TO DO
Wherever an image appears in the records, exclude it, and reproduce everything else exactly.
EXERCISE INPUT below:
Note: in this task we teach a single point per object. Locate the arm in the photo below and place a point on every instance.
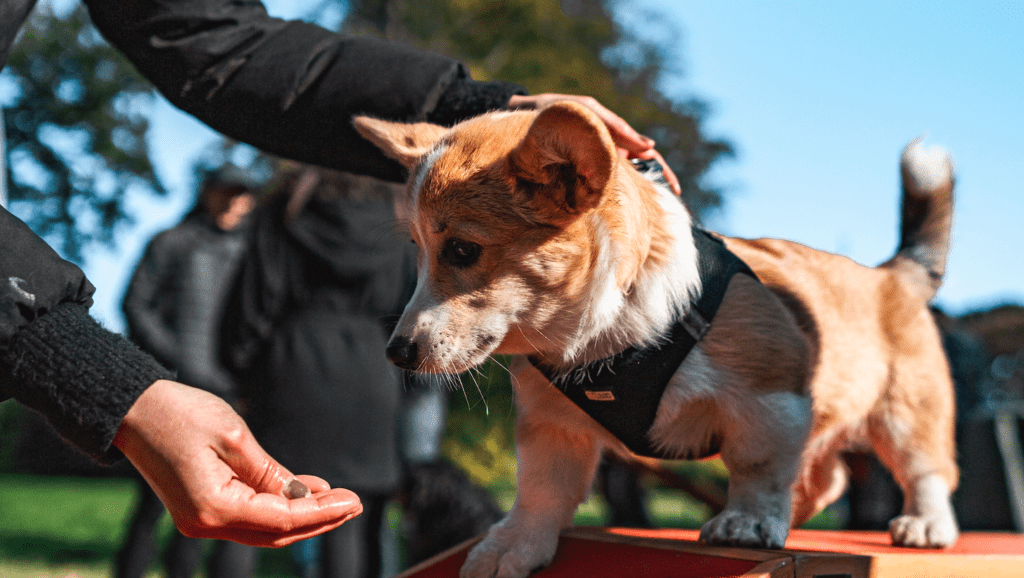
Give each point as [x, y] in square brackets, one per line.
[102, 394]
[215, 480]
[289, 87]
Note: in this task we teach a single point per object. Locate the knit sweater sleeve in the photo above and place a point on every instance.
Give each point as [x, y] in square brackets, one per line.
[79, 375]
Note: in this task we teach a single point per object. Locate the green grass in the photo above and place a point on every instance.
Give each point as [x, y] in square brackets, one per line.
[52, 527]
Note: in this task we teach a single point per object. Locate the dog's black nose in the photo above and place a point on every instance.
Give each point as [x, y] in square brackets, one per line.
[402, 353]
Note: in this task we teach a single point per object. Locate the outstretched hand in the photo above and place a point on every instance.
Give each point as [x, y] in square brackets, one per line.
[631, 143]
[215, 480]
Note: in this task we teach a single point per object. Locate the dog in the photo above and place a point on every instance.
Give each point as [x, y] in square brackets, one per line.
[536, 239]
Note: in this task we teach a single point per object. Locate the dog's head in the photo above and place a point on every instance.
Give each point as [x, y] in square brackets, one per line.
[502, 208]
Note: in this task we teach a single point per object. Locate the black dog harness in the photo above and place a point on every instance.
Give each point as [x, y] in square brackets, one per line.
End of EXERCISE INPUT.
COMPLETED TASK
Note: in this task we teach a single point per object. Locate the arm in the photo below and place a point on every instance.
Give each point as [x, y] in square brackets, one per line.
[102, 394]
[215, 480]
[289, 87]
Note: in this task we teach a single point per object. Locate the knit sweater sleeve in the photo above and place a point on every instance.
Give each point as [x, y] in square brackets, one per line.
[79, 375]
Note: in this task we teach a single point per object. Locate the green grass in the photo above and place a point on every instance.
Give each point as [x, y] in square brackets, one per line.
[52, 527]
Note: in this task we teach a single point per object. Locate the dog's black nose in the photo above and place a point on every instance.
Give each point as [x, y] in square brackets, one per line.
[402, 353]
Note: in this task we teach a single point per object. Locate the outstretched hand in the photo above and place a point on every instance.
Give each point as [x, y] in square brackets, one per line.
[631, 143]
[215, 480]
Note: in this task we teach a single point per object. Locate the dog in the photo above and place a point on every instance.
Give each point as [x, y] in square brackets, one per line.
[536, 239]
Note: in this task we teach a single point per object. Locate the dog's head in the photo above and place a point on every instance.
Give each point as [x, y] in square brackets, one per line.
[502, 208]
Note: in this task we teach a single point per object. Locate the black dog harness in the photo above and place a point on every instance.
Give each point as [x, y] in square brackets, one per line.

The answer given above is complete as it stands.